### Work instructions
In the data that follows, how many lines contain the word "stone"? Give only that number.

────────────────────

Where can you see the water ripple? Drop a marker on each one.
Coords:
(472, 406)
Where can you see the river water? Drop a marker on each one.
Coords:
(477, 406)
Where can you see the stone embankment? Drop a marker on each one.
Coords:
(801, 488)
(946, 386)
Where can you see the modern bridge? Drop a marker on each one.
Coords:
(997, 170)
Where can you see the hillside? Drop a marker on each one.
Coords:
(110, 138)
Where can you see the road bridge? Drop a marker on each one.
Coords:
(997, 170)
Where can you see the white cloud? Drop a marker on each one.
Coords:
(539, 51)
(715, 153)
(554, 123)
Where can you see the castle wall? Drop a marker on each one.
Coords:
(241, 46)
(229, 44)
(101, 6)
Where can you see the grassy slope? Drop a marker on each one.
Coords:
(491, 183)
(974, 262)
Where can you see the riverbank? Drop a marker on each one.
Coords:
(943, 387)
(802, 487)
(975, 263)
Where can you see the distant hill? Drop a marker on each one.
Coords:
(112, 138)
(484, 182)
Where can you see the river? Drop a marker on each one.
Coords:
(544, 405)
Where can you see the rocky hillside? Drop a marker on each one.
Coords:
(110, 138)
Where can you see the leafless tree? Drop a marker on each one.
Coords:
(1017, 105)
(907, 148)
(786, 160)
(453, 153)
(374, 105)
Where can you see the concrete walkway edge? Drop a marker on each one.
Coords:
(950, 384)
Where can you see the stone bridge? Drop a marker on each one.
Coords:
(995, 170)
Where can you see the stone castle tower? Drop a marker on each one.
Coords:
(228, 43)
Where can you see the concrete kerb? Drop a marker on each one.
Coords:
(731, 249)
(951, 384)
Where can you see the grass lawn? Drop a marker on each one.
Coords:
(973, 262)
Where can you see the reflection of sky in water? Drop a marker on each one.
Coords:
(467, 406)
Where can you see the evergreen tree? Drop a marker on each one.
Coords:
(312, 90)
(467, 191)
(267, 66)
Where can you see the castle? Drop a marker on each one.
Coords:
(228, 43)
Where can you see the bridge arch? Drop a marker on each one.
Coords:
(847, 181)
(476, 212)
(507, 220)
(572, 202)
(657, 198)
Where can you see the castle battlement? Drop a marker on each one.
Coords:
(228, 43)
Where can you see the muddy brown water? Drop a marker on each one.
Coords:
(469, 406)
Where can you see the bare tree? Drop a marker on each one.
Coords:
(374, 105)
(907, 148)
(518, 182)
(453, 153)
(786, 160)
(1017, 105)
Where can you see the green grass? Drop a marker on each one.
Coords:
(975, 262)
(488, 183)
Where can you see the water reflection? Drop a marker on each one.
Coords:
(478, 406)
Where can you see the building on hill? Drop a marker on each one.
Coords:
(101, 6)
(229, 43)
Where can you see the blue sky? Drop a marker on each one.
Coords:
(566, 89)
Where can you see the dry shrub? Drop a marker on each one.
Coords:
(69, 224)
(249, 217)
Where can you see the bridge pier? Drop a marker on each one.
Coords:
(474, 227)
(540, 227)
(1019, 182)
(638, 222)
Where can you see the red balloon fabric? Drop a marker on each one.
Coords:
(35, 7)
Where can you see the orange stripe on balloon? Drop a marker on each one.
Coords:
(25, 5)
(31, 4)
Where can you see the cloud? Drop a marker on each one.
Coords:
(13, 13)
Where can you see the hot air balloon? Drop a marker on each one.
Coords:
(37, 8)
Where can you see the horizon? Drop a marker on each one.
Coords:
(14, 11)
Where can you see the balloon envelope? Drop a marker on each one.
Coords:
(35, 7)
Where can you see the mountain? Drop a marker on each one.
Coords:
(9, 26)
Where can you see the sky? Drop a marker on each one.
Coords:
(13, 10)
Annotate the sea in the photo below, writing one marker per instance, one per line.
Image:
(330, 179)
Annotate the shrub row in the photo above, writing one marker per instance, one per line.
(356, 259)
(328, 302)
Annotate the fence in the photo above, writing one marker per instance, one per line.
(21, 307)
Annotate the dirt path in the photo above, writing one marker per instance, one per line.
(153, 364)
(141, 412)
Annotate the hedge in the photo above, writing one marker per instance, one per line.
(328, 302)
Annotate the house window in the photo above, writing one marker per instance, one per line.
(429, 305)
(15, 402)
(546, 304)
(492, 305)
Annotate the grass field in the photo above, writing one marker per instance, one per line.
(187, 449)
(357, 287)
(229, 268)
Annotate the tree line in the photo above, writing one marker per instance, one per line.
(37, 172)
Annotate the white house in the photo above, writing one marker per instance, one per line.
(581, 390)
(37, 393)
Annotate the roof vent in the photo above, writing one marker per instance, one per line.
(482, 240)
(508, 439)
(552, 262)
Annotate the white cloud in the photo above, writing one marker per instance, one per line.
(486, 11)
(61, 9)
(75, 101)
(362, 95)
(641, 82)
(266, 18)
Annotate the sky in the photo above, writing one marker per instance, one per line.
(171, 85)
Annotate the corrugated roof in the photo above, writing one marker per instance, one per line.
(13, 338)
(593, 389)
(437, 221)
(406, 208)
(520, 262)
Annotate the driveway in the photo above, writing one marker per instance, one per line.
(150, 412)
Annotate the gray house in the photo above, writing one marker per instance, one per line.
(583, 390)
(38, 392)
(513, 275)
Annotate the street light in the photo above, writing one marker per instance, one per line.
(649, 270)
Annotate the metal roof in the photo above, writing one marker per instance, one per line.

────────────────────

### Answer
3